Exercise goal.
Continue the passage comparing Singapore and English law on financial orders after a marriage breaks down, picking up after its final sentence.

Text excerpt.
=-=-=-=-=

In White’s case Lord Nicholls said: (p 604)
… . The tailpiece declared what should be the objective of the court when exercising the statutory powers to make financial orders and property adjustment orders. The court must exercise its powers: as to place the parties, so far as it is practicable and, having regard to their conduct, just to do so, in the financial position in which they would have been if the marriage had not broken down and each had properly discharged his or her financial obligations and responsibilities towards the other … . Implicitly the objective must be to achieve a fair outcome.
The matters to be regarded in s 114(1) of the Charter are substantially similar to the matters set out in s 25 of the Matrimonial Causes Act 1973 as can be seen from the factors that must be considered by the courts in England and Singapore. English cases on s 25 should not therefore be dismissed as being irrelevant. It would be invidious to suggest that a Singapore wife should be treated less fairly than the English wife when the factors to be considered are almost identical, notwithstanding the fact that the orchid may be a hardier flower than the rose.

=-=-=-=-=

Listed records.

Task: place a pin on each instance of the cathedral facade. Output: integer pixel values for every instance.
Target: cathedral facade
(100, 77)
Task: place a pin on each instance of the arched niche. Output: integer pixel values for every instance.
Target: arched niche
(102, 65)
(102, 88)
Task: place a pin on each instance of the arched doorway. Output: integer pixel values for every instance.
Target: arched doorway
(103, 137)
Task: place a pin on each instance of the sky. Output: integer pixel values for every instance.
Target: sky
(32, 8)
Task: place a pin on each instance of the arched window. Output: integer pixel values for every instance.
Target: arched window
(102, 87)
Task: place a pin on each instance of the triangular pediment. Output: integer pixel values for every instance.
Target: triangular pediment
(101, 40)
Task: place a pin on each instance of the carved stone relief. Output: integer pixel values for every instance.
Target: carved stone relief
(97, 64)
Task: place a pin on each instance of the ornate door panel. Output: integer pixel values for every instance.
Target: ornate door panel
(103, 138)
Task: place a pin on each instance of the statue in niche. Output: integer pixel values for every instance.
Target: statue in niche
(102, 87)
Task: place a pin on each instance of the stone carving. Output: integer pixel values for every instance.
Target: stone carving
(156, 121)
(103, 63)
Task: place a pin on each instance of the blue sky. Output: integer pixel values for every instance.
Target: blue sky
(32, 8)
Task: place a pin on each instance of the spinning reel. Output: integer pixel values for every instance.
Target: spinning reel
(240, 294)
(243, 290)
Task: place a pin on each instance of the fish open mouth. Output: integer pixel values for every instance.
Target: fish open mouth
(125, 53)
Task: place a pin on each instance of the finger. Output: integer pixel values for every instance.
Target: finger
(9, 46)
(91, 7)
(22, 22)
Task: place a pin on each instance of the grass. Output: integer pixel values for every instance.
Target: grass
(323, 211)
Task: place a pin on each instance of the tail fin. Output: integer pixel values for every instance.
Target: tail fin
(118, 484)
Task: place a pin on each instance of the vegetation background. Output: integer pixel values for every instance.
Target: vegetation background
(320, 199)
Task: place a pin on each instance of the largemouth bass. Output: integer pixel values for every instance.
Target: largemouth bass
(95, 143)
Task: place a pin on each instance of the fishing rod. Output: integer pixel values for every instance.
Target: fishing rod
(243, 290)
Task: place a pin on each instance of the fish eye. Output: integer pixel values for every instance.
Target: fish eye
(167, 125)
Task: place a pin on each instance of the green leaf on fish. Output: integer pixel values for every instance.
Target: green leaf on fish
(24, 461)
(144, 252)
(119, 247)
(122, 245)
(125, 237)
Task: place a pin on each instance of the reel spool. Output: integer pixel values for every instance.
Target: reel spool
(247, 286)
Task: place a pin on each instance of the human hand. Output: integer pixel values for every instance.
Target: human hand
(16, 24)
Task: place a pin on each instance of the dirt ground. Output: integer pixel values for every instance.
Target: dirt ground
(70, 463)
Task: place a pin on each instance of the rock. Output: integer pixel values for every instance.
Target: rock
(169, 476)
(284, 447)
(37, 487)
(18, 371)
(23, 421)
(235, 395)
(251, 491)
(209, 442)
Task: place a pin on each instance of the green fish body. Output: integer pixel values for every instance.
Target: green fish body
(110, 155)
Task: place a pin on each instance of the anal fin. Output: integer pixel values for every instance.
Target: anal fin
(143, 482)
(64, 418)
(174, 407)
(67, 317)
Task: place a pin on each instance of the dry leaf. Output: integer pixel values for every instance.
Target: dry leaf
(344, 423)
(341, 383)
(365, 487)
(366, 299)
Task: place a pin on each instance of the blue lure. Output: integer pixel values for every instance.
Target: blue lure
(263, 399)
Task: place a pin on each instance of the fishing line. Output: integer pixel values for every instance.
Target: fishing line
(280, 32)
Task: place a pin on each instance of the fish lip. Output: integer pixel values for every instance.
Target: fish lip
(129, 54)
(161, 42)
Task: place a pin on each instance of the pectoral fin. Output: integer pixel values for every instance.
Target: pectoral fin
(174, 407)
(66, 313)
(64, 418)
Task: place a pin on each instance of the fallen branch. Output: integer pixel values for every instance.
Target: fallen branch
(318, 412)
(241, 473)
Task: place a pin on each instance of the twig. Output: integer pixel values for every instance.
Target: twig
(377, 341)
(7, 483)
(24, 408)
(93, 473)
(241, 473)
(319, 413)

=-=-=-=-=

Exercise output.
The factors to be considered by the Singapore and English courts are as follows:
Section 114(1) of the
Charter (Singapore):
(a) the income, earning capacity, property and other financial resources which each of the parties to the marriage has or is likely to have in the foreseeable future;
(b) the financial needs, obligations and responsibilities which each of the parties to the marriage has or is likely to have in the foreseeable future;
(c) the standard of living enjoyed by the family before the breakdown of the marriage;
(d) the age of each party to the marriage and the duration of the marriage;
(e) any physical or mental disability of either of the parties to the marriage;
(f) the contributions made by each of the parties to the welfare of the family, including any contribution made by looking after the home or caring for the family; and
(g) in the case of proceedings for divorce or nullity of marriage, the value to either of the parties to the marriage of any benefit (for example, a pension) which, by reason of the dissolution or annulment of the marriage that party will lose the chance of acquiring.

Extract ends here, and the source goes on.